Excerpt:
***

DNA from normal bacteria cells and from bacteria cells treated by AgNPs was evaluated by agarose gel electrophoresis and (UV)–Vis spectrophotometer in an attempt to understand the mode of action regarding  the antibacterial activity of silver nanoparticles against microbial  DNA. Low DNA concentration was observed in the treated bacteria with plant-synthesized and myco-synthesized AgNPs compared with untreated controls. Silver ions (Ag+) released from silver nanoparticles can interact with phosphorus moieties in DNA, resulting in inactivation of DNA replication, or can react with sulfur-containing proteins, leading to the inhibition of enzyme functions (Rai and Bai 2011). Furthermore, deformation of DNA from supercoiled to open circular DNA was observed when plasmid DNA was treated with silver nanoparticles which indicated that the nanoparticles have broken the DNA (Vahdati and Sadeghi 2013).

***

Problem description:
Carry the passage on silver nanoparticles and bacterial DNA forward from its last sentence.

Information provided:
***

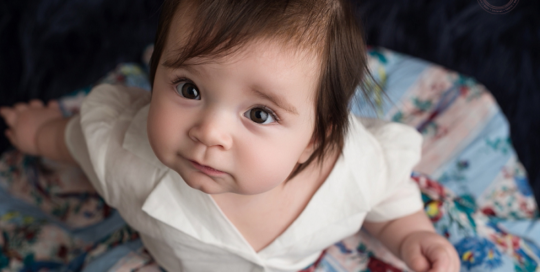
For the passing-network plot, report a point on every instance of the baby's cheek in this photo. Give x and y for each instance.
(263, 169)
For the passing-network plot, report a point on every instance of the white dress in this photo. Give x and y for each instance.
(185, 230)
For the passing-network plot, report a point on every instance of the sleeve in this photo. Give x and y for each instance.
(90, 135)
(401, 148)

***

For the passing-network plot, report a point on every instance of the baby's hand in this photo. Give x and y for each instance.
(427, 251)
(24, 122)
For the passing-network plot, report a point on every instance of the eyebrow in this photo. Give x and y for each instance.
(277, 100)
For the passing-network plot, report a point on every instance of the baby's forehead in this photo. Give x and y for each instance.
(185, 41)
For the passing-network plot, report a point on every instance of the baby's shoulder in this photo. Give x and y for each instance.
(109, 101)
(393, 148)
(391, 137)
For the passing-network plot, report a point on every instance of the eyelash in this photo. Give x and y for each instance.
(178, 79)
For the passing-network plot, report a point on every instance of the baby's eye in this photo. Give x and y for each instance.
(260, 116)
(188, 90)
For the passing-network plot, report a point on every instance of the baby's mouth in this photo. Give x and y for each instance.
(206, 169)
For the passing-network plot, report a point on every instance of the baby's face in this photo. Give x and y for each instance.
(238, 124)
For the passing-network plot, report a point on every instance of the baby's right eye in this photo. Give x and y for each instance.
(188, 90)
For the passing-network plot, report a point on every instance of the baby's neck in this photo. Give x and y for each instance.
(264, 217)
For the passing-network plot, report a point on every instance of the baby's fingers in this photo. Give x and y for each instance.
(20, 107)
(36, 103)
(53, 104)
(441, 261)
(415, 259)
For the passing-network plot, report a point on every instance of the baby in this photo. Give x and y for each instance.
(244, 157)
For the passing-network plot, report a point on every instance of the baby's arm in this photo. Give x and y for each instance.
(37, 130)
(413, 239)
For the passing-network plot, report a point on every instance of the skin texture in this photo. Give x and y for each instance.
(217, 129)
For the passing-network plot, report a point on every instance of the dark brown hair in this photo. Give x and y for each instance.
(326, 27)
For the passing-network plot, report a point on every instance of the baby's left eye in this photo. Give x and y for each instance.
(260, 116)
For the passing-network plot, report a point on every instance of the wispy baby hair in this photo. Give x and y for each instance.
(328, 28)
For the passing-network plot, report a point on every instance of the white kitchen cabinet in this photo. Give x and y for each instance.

***

Exercise output:
Conclusions

The technique employed in the current investigation for the synthesis of silver nanoparticles is fairly well suited with green chemistry principles as the plant extract and fungi serve as reductants and stabilizing agents. The stability of the nanoparticles was confirmed by zeta potential estimation using  DLS. AgNPs exerted strong antibacterial effects on S. aureus tested in-vitro, probably via destruction of membrane integrity or inhibition of DNA replication. It might be concluded that the lower sized nanoparticles diffuse more easily than the larger ones, which partially explains the higher toxicity on S. aureus strain used in this study. Further experimental work is  required to test the correlation of the composed particle size and the efficacy against bacteria. The plant and fungal extracts used here might also be considered as a natural environment, which likely interpret the observed differences in AgNPs diameters.